■ WORK ORDER ■
From the material below, copy every line in which the word "smoke" occurs.

■ RECORDS FOR THE TASK ■
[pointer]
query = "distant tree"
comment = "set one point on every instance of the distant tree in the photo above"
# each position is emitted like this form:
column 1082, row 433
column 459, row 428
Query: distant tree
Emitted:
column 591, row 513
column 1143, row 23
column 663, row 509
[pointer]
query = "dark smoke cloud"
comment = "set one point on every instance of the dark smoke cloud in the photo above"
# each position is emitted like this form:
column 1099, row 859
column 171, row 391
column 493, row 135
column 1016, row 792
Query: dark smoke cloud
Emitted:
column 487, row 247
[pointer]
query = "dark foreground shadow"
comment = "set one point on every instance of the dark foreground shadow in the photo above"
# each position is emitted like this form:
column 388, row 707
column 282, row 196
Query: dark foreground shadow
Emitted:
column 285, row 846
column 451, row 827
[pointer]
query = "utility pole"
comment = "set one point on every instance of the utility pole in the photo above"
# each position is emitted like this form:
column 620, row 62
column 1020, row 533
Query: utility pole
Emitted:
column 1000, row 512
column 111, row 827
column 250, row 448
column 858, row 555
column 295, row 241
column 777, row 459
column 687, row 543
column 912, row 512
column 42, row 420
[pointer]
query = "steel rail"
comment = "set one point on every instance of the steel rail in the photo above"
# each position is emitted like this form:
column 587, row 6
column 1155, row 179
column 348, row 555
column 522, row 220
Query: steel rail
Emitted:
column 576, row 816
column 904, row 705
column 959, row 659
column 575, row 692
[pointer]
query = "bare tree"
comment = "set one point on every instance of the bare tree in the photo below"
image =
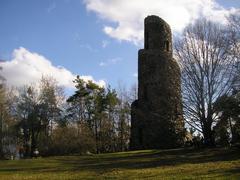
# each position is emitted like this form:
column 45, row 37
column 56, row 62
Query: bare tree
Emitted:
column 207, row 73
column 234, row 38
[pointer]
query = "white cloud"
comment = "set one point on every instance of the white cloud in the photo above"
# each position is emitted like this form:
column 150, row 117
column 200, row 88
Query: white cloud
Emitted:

■ EXERCISE RESPONSE ■
query = "dark smoke cloud"
comment = "set one point on every instance of the dark smoke cloud in the photo above"
Query: dark smoke cloud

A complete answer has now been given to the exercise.